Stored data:
begin
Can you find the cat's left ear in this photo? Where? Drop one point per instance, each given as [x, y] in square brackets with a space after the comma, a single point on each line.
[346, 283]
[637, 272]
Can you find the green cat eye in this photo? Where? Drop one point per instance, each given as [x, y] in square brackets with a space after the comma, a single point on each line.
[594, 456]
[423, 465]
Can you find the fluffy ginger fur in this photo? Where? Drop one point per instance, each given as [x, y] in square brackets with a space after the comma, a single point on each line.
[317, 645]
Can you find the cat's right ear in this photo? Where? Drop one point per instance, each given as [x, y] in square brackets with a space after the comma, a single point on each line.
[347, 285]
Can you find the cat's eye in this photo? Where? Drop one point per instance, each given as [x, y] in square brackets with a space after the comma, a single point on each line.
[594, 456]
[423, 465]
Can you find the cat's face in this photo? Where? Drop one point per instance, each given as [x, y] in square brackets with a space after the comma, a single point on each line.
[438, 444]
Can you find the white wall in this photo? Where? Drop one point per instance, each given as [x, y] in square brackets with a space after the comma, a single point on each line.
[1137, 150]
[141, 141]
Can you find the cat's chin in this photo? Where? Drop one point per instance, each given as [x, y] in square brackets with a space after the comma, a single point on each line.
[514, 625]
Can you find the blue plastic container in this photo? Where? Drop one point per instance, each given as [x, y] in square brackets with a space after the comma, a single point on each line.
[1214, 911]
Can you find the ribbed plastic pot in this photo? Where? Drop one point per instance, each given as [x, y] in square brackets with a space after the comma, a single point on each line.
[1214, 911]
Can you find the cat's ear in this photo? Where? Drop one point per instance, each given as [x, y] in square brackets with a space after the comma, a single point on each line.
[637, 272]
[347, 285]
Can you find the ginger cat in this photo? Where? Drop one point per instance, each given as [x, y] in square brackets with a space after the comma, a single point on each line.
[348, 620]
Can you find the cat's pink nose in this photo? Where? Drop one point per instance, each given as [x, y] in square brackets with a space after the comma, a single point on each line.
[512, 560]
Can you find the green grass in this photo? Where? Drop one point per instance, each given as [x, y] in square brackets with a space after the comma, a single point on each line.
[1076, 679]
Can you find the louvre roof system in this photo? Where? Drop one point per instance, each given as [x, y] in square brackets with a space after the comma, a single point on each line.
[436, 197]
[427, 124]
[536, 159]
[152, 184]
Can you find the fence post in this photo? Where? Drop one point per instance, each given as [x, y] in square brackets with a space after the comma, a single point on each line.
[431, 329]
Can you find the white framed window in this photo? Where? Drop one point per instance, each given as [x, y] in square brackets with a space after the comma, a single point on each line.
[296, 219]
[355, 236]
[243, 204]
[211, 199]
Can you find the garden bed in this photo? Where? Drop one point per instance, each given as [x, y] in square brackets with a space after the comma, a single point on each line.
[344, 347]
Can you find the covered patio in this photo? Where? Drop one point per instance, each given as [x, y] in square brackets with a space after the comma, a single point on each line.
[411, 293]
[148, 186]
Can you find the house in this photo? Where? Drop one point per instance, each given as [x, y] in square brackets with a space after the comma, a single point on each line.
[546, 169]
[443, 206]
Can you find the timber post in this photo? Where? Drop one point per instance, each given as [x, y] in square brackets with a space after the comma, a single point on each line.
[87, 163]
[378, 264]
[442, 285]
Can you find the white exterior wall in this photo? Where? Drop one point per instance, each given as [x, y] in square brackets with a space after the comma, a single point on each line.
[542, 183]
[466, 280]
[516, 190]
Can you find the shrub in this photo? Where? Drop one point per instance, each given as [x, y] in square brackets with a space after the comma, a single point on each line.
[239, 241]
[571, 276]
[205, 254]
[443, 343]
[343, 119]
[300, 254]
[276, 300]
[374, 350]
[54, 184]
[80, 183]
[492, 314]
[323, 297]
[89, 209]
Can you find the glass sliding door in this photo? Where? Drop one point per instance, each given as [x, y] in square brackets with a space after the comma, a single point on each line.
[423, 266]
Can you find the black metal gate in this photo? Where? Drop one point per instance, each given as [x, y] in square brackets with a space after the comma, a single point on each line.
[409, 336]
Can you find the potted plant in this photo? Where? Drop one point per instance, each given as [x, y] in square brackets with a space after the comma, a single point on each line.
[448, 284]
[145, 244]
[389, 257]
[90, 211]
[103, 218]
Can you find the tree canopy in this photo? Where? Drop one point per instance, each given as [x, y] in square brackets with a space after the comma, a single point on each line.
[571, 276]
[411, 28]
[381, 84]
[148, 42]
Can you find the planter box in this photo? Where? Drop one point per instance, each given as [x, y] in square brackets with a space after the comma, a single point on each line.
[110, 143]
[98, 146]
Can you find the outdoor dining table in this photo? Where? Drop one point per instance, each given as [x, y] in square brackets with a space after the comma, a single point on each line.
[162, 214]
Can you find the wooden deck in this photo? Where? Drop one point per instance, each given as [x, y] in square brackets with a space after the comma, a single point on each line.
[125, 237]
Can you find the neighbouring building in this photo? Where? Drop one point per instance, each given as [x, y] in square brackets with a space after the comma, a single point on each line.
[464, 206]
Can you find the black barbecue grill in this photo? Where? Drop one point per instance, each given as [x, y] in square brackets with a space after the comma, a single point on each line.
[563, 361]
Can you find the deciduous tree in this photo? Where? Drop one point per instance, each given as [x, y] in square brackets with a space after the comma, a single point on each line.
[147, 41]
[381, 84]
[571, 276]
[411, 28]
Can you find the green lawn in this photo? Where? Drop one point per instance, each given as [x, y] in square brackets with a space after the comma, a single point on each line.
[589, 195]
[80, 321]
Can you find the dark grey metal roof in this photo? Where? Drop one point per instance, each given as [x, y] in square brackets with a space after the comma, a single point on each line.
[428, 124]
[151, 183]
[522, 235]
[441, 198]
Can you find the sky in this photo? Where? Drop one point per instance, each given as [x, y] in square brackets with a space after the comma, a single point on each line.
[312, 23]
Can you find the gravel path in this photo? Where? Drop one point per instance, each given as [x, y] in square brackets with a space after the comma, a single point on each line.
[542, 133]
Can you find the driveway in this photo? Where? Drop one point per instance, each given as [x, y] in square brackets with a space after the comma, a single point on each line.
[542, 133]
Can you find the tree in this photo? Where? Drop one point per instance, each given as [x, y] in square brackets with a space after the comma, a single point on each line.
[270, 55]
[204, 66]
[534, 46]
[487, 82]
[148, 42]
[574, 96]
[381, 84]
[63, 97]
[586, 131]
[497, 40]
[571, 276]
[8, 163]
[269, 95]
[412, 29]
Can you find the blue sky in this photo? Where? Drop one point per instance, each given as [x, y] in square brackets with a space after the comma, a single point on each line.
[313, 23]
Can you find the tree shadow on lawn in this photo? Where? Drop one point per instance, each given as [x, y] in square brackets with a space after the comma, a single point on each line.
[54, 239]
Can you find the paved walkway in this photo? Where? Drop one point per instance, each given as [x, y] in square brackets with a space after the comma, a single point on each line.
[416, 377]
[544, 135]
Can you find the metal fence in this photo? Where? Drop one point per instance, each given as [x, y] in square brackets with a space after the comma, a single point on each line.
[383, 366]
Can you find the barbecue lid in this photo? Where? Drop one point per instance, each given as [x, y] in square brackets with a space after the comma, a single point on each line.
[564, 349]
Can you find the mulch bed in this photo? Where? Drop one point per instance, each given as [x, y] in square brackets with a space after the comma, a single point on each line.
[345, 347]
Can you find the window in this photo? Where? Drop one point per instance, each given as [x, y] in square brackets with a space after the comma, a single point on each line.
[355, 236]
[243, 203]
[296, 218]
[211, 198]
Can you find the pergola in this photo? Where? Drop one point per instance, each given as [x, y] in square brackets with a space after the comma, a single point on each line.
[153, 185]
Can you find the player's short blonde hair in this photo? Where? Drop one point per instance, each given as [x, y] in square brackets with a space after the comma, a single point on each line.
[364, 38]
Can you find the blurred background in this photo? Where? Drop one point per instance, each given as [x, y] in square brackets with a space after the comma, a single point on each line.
end
Given request: Rewrite the lines from the one containing "Can you find the cat's pink" through the one containing "[1076, 679]", replacing "green grass" with "lawn" and keeping everything else the same.

Result:
Can you find the cat's pink nose in this photo? Where? Drop one point per instance, each given as [x, y] in square brackets with a space after the comma, a single point on each line.
[512, 560]
Can you find the lawn in this photo? Where? Drop one point per instance, each given as [x, y] in square brackets with a space after the comma, a single point on each line.
[1076, 679]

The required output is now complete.